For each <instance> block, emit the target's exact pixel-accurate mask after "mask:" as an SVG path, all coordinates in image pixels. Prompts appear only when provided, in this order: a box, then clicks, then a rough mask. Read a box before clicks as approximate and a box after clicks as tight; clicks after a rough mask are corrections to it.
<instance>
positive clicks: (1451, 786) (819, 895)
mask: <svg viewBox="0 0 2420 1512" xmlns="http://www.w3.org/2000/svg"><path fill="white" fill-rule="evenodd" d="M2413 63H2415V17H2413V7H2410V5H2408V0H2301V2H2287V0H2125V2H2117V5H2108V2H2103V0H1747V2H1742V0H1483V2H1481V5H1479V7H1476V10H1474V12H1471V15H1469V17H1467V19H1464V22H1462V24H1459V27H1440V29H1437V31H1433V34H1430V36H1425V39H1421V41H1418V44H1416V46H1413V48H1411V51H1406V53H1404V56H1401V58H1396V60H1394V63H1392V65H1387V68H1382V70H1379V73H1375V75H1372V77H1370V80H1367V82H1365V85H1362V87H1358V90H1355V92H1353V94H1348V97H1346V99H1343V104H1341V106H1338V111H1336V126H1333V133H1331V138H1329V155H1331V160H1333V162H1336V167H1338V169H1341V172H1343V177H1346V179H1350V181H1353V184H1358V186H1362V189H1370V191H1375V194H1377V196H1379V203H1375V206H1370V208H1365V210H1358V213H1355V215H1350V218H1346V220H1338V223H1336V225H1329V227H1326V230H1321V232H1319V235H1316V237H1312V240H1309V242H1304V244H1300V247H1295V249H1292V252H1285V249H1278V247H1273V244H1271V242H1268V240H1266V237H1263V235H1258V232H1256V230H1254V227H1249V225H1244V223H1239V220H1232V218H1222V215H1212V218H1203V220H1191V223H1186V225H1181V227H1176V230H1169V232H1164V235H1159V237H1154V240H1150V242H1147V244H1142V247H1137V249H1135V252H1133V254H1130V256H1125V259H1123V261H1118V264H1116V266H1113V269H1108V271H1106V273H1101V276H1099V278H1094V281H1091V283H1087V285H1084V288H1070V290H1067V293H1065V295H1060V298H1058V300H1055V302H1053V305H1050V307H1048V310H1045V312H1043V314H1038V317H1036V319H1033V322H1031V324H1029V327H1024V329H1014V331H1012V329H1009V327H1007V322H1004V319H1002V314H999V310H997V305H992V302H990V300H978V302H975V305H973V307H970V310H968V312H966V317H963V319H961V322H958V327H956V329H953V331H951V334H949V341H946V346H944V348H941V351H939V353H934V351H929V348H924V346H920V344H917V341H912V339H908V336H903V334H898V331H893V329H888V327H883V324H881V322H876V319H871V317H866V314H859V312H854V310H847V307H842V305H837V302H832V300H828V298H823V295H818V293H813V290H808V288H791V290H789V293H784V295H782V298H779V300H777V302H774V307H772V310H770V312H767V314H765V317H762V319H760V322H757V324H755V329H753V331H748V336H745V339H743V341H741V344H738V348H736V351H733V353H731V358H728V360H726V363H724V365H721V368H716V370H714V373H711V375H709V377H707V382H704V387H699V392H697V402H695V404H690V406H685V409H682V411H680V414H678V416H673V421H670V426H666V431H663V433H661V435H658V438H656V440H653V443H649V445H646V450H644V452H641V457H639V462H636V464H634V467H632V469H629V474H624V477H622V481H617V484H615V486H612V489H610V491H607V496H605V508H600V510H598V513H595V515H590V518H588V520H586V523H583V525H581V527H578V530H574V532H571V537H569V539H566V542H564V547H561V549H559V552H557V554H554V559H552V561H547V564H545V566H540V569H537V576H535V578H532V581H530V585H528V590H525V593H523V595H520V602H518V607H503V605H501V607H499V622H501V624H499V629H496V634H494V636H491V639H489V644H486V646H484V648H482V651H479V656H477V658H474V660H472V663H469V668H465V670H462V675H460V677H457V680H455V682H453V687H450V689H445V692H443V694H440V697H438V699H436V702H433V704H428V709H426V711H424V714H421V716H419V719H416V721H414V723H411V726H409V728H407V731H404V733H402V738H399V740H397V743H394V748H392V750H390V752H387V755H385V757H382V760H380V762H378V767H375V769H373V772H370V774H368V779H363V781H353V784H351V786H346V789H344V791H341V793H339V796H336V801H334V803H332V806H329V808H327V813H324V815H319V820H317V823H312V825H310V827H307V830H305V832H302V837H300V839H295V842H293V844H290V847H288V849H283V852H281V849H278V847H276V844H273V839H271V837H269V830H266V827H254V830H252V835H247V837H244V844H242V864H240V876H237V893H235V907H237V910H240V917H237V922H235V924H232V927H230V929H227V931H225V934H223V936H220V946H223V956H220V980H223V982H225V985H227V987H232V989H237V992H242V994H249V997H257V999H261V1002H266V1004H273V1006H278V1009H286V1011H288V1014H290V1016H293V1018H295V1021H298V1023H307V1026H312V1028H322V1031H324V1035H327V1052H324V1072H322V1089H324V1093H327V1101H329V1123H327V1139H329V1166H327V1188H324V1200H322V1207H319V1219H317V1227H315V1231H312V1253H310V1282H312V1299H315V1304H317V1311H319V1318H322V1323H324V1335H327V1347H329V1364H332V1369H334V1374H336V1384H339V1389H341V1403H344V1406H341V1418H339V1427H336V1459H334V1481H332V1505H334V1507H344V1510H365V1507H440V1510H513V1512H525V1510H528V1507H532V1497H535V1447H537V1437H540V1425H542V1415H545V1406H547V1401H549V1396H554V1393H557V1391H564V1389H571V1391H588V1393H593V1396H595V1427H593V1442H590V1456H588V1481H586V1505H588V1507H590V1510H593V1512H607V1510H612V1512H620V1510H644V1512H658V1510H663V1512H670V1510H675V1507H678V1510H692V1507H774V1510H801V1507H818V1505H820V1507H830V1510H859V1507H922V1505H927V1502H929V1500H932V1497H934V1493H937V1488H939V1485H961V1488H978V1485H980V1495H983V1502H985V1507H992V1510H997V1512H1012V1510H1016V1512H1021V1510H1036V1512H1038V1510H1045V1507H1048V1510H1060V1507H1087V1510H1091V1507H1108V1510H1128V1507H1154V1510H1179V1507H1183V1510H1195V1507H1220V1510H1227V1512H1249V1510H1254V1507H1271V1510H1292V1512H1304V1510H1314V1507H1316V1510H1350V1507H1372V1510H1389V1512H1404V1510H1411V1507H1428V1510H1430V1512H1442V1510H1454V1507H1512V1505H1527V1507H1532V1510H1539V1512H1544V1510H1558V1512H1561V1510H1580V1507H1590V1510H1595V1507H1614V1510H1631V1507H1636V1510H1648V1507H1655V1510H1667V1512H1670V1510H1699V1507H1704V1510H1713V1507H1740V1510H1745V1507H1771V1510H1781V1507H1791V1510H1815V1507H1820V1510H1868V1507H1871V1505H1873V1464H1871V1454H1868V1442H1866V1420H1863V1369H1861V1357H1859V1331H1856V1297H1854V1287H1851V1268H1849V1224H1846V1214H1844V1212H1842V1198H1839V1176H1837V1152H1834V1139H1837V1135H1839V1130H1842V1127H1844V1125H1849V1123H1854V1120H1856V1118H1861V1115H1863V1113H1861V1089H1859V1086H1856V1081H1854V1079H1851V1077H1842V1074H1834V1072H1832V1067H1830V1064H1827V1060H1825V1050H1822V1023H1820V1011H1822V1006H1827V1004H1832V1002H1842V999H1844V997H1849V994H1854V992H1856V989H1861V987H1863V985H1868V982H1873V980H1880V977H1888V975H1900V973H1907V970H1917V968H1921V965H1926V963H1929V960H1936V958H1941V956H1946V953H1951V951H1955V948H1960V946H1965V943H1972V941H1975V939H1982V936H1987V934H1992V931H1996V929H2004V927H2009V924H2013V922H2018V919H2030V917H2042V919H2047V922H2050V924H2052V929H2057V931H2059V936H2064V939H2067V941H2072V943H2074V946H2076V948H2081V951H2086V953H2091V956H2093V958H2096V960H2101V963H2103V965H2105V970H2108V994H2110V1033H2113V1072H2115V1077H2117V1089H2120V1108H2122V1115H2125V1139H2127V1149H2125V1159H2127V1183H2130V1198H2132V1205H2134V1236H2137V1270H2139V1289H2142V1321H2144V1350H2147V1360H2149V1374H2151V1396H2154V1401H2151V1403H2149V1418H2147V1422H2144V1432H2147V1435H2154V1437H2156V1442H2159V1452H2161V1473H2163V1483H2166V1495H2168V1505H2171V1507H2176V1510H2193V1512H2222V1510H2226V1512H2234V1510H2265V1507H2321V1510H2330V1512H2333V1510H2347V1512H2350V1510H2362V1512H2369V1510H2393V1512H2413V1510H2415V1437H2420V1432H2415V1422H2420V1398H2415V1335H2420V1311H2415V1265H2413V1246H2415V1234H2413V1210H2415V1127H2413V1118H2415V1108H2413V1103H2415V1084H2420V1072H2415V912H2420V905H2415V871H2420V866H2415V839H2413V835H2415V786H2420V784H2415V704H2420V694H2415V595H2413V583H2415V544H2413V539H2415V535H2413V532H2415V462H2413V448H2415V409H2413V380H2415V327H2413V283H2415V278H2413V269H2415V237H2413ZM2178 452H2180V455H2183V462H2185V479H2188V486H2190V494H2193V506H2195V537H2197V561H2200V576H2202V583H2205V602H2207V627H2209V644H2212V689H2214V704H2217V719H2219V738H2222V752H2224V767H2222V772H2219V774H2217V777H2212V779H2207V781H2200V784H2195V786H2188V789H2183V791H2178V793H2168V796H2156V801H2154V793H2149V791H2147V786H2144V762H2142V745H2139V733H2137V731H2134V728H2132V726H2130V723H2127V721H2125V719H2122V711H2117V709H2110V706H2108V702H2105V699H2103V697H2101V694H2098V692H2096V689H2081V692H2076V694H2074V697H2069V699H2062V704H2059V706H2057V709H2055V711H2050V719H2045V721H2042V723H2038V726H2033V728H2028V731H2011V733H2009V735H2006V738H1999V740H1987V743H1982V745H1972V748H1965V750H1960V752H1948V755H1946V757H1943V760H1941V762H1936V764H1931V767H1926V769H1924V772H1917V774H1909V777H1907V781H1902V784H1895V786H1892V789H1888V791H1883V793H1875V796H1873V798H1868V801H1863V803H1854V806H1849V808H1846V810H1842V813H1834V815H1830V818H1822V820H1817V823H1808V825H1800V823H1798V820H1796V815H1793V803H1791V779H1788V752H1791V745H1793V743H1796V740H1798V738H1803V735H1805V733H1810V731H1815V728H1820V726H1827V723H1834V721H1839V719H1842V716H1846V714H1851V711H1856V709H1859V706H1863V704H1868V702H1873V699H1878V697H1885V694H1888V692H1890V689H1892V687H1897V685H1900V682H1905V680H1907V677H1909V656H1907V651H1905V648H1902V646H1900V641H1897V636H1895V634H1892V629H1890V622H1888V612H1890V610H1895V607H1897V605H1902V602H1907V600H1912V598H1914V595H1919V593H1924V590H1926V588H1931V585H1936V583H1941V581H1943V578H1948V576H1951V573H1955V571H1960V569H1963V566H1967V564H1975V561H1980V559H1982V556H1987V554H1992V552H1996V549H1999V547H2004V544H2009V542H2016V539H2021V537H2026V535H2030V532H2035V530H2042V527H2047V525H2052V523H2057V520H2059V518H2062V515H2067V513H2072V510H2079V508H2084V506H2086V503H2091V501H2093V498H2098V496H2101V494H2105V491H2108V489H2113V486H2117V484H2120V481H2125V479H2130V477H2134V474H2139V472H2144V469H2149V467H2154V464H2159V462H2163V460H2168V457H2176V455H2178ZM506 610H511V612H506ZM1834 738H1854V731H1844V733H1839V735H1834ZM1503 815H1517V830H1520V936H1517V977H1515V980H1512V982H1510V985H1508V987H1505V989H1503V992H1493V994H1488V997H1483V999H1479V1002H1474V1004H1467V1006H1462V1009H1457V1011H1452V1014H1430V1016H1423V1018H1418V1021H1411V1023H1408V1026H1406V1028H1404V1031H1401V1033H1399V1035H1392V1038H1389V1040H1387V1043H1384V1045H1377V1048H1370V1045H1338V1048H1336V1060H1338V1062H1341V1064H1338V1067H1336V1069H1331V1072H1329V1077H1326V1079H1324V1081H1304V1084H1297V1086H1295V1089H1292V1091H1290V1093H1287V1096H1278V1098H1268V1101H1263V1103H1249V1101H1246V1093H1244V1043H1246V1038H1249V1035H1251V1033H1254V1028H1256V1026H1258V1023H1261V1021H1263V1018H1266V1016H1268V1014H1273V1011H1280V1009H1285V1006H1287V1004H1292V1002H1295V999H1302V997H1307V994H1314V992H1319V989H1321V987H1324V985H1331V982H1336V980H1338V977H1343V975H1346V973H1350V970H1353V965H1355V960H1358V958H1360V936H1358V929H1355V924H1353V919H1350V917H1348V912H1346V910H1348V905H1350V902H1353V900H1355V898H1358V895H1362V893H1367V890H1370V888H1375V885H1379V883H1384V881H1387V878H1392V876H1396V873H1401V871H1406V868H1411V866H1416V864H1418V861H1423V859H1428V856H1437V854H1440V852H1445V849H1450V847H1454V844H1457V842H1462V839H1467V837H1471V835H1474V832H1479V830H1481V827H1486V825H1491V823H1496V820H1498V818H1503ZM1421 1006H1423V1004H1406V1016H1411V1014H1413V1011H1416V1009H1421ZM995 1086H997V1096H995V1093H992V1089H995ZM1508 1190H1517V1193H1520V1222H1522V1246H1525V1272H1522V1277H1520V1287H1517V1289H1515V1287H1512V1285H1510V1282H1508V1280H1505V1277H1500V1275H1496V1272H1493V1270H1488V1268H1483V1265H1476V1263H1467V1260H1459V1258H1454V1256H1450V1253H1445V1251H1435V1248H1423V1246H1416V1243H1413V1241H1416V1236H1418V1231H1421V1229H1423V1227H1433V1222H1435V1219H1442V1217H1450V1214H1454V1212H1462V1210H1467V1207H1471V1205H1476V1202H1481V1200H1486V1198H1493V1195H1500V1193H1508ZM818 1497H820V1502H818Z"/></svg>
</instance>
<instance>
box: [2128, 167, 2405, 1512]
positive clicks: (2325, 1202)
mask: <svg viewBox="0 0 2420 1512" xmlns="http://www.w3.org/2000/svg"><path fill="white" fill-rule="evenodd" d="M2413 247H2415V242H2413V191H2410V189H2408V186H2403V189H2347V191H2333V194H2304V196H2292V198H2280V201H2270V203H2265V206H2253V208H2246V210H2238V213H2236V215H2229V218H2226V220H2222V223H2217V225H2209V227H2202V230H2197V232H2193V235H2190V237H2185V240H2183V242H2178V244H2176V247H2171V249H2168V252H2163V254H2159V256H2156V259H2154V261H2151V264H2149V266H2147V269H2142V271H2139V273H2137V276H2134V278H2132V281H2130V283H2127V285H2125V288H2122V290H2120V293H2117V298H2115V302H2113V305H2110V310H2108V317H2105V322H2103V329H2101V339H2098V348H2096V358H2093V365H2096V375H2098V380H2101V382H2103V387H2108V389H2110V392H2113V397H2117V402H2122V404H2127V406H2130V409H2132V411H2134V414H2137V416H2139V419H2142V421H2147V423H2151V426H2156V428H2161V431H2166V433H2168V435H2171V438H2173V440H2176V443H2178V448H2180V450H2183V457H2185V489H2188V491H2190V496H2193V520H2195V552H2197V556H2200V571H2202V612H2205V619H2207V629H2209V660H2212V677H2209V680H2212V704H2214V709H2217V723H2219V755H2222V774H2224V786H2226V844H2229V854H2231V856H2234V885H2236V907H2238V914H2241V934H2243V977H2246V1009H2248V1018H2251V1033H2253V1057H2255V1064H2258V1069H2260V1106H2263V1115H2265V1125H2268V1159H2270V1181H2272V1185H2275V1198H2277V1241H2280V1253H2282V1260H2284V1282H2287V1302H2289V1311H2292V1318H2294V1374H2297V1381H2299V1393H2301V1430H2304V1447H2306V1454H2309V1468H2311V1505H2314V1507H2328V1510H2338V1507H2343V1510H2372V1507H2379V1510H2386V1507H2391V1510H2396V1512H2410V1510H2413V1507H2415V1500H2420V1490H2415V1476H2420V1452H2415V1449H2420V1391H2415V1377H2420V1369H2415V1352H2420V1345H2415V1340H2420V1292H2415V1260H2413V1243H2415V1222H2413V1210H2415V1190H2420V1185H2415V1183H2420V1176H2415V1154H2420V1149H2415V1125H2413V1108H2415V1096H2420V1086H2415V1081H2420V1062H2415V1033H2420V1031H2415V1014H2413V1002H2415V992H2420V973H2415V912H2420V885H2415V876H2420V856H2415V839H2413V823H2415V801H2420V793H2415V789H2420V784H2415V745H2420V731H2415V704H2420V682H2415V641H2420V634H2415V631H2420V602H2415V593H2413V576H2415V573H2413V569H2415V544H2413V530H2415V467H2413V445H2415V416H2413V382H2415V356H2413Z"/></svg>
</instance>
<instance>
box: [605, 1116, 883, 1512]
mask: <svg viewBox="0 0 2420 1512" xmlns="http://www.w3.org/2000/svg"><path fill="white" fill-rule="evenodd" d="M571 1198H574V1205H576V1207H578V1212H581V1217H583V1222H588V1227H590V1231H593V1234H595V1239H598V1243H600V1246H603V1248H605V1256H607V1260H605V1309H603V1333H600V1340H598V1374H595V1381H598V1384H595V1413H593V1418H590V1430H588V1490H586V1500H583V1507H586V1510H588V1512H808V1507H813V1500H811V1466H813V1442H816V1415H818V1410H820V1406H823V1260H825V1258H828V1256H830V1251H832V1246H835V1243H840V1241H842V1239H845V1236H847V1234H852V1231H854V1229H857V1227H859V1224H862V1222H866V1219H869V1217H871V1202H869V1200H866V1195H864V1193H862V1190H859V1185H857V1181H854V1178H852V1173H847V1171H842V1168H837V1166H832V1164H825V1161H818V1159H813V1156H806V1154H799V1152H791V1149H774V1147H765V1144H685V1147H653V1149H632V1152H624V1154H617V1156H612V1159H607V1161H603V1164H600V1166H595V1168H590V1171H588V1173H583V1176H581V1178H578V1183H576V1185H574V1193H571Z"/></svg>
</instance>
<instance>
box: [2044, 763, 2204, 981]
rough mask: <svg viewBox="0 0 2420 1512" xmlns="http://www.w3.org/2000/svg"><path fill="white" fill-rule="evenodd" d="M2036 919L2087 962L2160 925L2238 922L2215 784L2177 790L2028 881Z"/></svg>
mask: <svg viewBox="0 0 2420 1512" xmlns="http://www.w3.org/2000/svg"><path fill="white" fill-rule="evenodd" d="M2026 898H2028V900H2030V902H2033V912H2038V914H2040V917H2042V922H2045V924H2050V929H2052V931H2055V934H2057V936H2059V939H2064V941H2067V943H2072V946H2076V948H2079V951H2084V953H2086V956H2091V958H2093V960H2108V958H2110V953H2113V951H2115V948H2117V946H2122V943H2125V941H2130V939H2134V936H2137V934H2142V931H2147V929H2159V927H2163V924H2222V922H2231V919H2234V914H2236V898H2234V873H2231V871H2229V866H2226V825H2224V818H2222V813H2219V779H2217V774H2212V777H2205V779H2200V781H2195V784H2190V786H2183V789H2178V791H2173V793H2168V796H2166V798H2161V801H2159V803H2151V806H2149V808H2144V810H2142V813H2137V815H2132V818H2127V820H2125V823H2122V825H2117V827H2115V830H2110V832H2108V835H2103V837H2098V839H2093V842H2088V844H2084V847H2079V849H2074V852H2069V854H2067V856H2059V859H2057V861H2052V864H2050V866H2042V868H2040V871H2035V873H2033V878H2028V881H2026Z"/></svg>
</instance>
● ● ● ● ●
Which lines above contain the word "positive"? Copy each one.

*Answer for this exercise:*
positive clicks: (1451, 786) (819, 895)
positive clicks: (2325, 1202)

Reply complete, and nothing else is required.